Raw data:
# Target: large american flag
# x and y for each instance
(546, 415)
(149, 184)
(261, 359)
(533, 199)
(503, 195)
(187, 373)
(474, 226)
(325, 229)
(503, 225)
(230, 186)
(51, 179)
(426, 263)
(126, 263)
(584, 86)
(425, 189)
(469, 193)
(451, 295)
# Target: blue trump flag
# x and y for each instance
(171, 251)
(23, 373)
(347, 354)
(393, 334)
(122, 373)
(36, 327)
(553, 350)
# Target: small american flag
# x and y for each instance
==
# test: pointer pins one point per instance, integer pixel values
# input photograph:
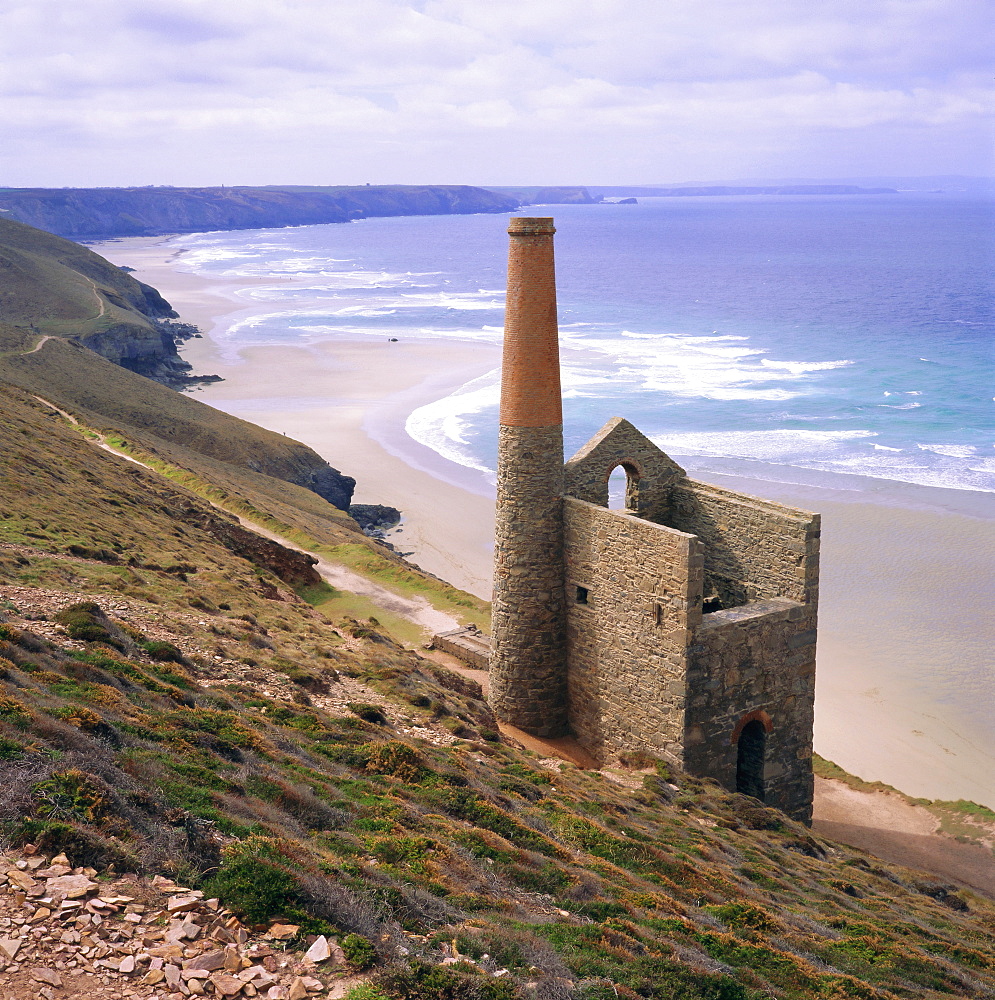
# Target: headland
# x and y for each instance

Description of the task: Filter the entries above and copy only the lines that hold "flag".

Task solution:
# Target: large american flag
# Target: blue trump flag
# Target: small american flag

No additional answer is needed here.